> _Data supplied_:
--- START ---
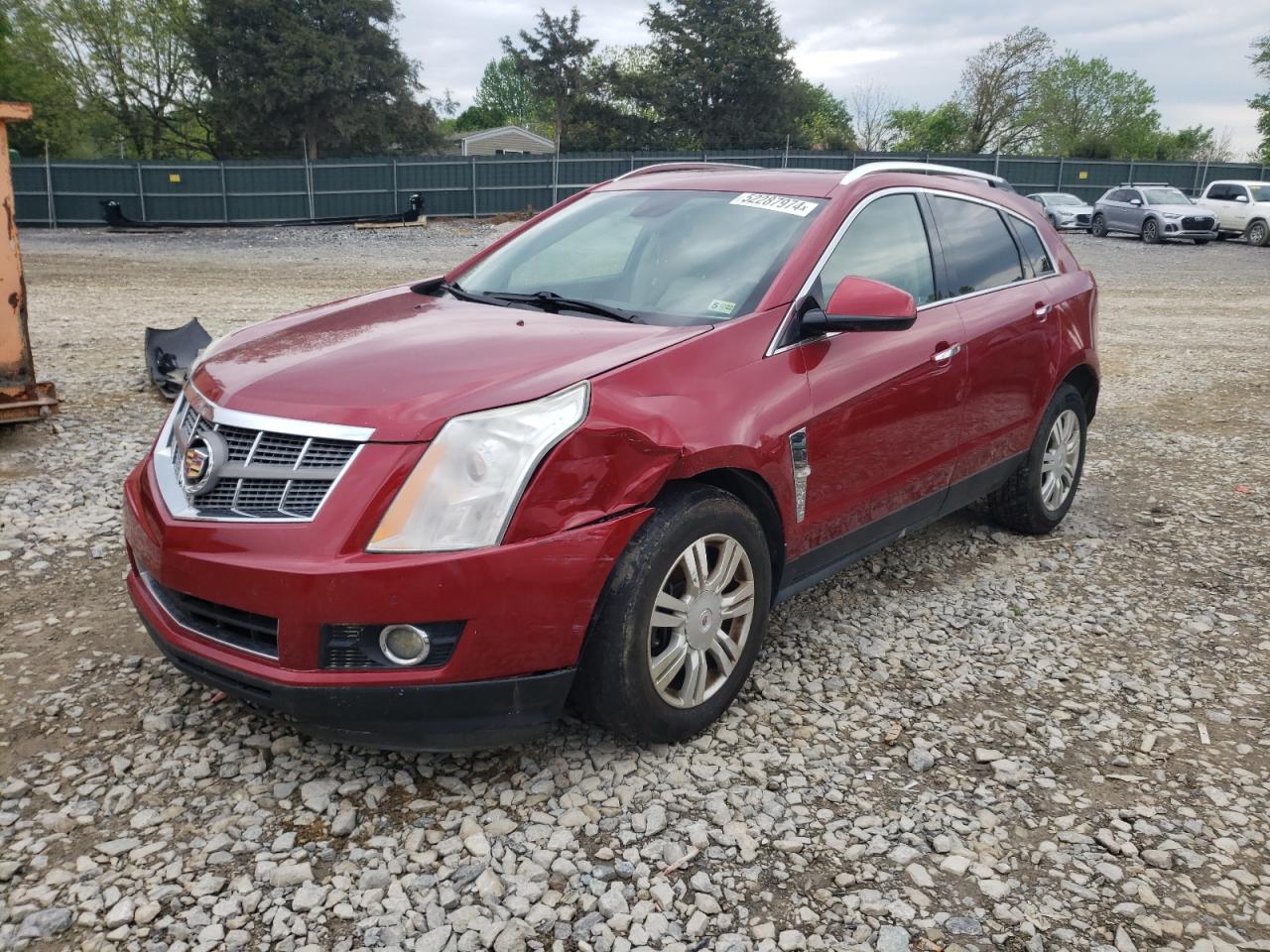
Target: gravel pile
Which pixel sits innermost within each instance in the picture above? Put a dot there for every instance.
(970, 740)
--- END ---
--- START ---
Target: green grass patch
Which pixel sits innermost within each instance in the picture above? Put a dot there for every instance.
--- END ---
Whenever a line in the records contains the word "Target", copy that line.

> _Worked solution_:
Target: gravel pile
Target: green grass patch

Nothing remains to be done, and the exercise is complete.